---------- Exercise materials ----------
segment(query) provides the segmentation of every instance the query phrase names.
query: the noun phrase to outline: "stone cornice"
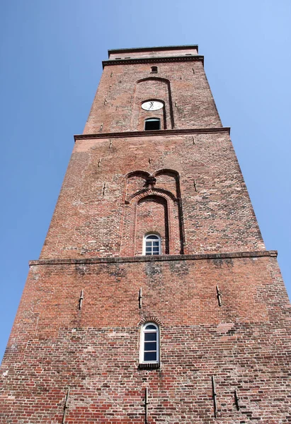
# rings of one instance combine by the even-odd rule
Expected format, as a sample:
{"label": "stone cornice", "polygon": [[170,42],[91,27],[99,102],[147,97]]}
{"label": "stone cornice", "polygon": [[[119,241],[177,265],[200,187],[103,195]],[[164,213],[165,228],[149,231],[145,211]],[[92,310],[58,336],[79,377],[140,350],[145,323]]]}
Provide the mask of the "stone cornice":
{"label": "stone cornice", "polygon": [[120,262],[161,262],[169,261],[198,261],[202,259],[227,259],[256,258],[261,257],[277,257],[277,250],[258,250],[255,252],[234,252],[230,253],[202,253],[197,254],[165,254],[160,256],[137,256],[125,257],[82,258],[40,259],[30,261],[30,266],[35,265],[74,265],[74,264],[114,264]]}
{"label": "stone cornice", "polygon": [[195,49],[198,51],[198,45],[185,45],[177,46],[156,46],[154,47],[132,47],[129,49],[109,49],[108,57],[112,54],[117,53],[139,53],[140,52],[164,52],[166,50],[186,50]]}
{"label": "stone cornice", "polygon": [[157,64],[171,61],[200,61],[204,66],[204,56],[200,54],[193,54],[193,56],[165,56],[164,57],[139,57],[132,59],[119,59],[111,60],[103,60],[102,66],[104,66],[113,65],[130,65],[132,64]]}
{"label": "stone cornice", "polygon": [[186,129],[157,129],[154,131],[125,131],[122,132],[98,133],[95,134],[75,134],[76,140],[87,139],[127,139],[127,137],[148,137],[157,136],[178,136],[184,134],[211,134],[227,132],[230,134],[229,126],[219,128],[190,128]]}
----------
---------- Exercise materials ----------
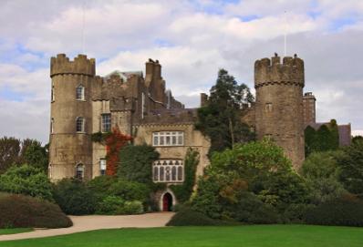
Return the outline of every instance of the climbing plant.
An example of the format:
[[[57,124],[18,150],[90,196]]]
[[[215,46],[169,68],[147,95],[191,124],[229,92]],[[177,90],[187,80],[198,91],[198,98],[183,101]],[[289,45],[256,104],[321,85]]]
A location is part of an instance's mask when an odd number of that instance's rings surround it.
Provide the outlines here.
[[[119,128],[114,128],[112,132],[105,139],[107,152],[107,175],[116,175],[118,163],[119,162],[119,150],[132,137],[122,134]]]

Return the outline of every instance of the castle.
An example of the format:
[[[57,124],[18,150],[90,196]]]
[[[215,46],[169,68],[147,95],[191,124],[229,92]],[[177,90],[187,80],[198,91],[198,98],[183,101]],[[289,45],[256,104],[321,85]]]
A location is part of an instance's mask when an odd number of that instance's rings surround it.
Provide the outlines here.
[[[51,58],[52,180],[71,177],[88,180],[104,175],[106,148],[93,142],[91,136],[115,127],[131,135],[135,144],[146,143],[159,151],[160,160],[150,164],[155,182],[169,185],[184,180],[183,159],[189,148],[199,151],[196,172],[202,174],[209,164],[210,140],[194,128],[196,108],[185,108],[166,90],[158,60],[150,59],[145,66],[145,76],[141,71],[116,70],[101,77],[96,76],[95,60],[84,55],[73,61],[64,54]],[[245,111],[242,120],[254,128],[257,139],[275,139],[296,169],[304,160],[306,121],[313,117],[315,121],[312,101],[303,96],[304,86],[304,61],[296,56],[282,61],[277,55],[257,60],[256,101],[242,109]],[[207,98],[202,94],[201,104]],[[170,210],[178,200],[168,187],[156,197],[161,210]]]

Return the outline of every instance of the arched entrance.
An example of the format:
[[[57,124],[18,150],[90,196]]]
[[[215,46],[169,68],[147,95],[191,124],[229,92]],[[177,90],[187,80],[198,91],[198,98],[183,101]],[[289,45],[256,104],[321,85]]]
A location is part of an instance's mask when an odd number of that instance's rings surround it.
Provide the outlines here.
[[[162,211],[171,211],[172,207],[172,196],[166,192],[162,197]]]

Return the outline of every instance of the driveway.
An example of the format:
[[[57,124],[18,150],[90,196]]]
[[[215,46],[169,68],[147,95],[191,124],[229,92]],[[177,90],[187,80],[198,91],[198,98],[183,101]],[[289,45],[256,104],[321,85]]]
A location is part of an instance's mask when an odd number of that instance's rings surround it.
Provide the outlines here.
----------
▸ Problem to work on
Copy out every line in the records above that contains the string "Return". Match case exactly.

▸ Exercise answer
Return the outline of every instance of the climbing plant.
Return the outline of every instance of the castle.
Return the outline of every instance of the arched entrance.
Return the outline of every instance of the driveway.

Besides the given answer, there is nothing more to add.